-- Start of MATERIAL --
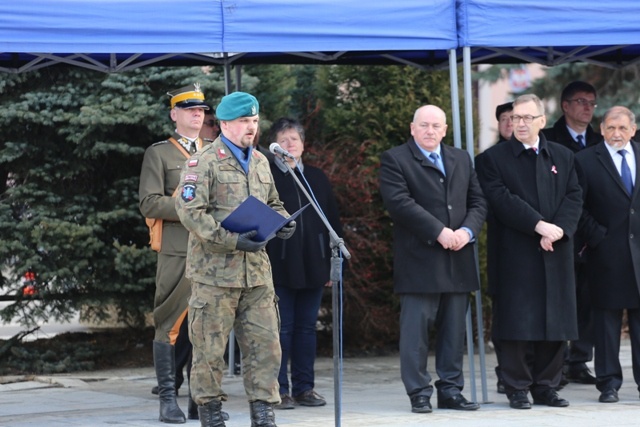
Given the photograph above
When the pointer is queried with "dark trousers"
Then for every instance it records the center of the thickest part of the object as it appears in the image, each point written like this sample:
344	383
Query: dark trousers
608	325
298	317
580	351
531	365
419	314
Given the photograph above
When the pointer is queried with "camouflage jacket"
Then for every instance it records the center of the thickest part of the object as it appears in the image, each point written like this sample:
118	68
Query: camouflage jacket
211	186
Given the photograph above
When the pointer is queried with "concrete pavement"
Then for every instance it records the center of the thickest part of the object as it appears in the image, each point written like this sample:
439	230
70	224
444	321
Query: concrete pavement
-- End of MATERIAL --
TASK REQUIREMENTS -
Can you render every line of the entries above as a Markdown table with the columns No. and Line, leaving out blank lines and the pictures?

COMPLETE OUTPUT -
| No. | Line |
|---|---|
| 1 | Given the photograph above |
| 2 | When the pointer is queried with "dark trousers" |
| 3 | Then for every instance it records the center of the thickest part of the object as it appears in the image, each point written like this sample: |
| 4 | 344	383 |
| 5 | Query: dark trousers |
| 6 | 608	325 |
| 7 | 298	317 |
| 8 | 580	351 |
| 9 | 531	365 |
| 10 | 419	314 |
| 11 | Given the photograph above |
| 12 | When the pointer is queried with "camouflage jacket" |
| 13 | Then for every instance it records the center of the thickest part of the object as it appears in the image, each point written like this sample: |
| 14 | 118	68 |
| 15 | Query: camouflage jacket |
| 16 | 211	186 |
| 17 | Given the photograph above |
| 18 | When the pointer is queried with "concrete pavement" |
| 19 | Then for every instance it records the center of the thickest part of the object as it appears in the image, each point written like this sample: |
| 20 | 439	230 |
| 21 | 70	224 |
| 22 | 444	321 |
| 23 | Query: concrete pavement |